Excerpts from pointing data
+++

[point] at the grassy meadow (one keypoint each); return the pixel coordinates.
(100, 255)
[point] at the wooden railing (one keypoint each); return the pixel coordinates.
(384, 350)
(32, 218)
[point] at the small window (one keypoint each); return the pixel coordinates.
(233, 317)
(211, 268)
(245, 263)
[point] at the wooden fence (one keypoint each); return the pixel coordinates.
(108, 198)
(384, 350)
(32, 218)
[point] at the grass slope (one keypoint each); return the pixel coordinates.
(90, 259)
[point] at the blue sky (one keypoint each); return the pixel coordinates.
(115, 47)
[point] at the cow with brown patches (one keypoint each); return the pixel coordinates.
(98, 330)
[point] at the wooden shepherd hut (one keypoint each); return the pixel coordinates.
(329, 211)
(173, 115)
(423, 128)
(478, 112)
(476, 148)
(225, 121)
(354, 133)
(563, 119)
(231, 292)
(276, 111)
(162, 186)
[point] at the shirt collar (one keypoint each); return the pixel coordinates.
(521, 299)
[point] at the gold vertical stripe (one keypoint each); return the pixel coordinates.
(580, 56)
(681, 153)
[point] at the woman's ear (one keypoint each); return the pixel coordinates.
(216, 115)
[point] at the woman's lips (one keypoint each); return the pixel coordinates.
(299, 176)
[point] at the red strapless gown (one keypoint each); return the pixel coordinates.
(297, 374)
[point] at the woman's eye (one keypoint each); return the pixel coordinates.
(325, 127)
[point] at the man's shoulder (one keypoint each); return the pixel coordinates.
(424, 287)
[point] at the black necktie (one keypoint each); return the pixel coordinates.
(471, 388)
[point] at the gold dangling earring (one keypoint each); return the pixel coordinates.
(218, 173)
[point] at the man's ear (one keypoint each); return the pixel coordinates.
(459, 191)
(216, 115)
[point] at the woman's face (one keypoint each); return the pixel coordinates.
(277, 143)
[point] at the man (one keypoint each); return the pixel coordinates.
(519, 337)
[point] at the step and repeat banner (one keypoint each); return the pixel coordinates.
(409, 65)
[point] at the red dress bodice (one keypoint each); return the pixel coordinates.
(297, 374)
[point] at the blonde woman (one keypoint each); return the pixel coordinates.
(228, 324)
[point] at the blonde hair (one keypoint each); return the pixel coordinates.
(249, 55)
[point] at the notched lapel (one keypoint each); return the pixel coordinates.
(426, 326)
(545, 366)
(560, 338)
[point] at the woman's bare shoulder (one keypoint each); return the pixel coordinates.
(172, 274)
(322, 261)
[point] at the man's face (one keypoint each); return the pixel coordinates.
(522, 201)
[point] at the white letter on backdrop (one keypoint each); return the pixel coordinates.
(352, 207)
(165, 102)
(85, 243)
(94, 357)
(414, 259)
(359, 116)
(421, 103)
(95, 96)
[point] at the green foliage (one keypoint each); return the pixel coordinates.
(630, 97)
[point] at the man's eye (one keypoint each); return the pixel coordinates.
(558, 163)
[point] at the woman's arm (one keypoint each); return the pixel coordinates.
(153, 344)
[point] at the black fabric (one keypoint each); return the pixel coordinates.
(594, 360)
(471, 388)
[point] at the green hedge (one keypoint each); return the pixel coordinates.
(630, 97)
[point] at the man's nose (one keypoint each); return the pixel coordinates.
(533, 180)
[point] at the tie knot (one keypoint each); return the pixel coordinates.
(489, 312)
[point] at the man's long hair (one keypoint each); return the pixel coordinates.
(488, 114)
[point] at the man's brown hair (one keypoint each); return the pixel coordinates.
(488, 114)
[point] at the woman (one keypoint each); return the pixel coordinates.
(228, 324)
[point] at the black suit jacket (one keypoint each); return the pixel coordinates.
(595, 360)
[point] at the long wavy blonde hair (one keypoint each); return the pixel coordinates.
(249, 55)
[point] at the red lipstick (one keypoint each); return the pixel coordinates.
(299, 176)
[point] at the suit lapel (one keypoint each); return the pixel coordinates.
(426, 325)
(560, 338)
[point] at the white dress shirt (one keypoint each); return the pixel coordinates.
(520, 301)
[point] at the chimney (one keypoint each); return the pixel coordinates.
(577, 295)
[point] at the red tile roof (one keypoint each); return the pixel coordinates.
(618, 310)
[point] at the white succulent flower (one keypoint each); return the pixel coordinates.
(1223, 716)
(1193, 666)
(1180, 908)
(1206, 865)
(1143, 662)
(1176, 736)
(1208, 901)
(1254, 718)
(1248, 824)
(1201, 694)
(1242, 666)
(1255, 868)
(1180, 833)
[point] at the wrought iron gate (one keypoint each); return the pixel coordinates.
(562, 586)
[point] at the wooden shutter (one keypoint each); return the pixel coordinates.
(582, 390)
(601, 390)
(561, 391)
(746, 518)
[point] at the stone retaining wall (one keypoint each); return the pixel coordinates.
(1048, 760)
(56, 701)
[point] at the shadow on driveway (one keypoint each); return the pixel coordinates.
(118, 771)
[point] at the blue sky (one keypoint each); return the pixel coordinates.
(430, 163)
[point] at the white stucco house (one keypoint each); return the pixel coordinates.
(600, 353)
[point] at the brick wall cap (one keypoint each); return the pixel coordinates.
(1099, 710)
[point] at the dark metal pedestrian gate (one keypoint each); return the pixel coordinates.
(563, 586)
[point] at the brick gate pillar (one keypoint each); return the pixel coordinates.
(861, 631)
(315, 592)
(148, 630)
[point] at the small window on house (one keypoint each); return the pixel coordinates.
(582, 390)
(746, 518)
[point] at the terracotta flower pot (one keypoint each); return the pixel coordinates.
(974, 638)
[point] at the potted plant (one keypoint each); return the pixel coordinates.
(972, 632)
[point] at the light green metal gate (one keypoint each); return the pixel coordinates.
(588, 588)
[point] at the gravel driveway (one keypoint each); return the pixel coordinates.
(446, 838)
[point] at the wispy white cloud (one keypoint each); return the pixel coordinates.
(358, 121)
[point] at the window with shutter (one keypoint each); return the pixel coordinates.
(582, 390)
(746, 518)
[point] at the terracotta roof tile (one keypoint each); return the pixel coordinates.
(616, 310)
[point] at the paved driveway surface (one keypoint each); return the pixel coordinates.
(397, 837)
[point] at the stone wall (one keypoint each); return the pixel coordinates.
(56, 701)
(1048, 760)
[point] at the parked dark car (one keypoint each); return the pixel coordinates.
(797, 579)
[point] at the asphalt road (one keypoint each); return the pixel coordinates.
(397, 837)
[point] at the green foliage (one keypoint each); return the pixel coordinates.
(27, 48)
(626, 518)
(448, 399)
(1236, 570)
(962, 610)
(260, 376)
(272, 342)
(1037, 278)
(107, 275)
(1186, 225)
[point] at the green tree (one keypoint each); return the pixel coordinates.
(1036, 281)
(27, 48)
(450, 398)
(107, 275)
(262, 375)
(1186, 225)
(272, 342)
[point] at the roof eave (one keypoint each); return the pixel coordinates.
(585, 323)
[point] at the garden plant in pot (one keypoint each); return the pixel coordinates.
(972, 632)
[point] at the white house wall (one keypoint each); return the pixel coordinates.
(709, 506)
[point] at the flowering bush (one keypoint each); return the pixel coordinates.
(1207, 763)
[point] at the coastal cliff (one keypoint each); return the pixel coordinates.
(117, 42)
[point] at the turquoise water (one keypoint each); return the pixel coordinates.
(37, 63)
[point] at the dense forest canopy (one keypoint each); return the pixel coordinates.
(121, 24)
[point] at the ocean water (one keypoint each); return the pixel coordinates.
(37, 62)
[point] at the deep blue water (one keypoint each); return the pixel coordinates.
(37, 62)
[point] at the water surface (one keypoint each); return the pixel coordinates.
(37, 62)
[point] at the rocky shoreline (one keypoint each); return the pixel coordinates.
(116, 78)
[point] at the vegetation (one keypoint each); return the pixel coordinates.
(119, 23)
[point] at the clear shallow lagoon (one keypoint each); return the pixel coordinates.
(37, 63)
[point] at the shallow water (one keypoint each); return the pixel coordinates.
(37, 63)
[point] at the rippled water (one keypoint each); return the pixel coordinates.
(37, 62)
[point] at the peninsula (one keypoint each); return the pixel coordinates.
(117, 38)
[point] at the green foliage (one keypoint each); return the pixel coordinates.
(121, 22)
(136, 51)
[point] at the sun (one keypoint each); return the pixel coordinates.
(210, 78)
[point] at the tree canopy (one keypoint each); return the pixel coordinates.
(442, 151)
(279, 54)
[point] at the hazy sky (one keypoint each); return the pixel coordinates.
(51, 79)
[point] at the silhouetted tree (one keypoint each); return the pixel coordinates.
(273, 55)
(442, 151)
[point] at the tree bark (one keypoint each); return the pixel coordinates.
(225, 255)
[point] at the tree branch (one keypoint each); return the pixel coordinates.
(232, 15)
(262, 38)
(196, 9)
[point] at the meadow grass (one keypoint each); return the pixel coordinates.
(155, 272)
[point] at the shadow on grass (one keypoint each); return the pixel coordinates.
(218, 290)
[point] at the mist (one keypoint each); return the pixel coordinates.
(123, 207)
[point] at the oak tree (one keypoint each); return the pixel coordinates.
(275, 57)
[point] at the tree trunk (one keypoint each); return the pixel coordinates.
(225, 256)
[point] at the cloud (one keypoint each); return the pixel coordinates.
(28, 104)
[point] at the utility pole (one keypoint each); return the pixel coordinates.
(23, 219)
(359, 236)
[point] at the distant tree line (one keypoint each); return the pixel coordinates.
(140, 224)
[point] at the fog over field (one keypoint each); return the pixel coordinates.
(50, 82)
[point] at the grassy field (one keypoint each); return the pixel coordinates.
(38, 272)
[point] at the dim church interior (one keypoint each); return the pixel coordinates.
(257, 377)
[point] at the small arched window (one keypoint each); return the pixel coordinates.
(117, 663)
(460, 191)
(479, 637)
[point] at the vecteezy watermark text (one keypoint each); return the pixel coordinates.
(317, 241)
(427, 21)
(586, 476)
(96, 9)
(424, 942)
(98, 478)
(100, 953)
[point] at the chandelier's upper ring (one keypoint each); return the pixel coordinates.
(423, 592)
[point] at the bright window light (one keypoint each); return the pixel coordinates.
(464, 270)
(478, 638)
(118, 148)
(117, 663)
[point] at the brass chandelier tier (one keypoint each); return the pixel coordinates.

+++

▸ **EXERCISE**: Please copy out verbatim the part of the records that opens with the line containing "[point] at the chandelier's" and runs through the end of the records.

▸ **TASK RESULT**:
[point] at the chandelier's upper ring (one keypoint each); return the pixel coordinates.
(423, 592)
[point] at the bright window light (one keypoint each); return the pixel coordinates.
(464, 270)
(478, 638)
(118, 148)
(117, 663)
[point] at the brass chandelier tier (one keypoint each); return the pixel coordinates.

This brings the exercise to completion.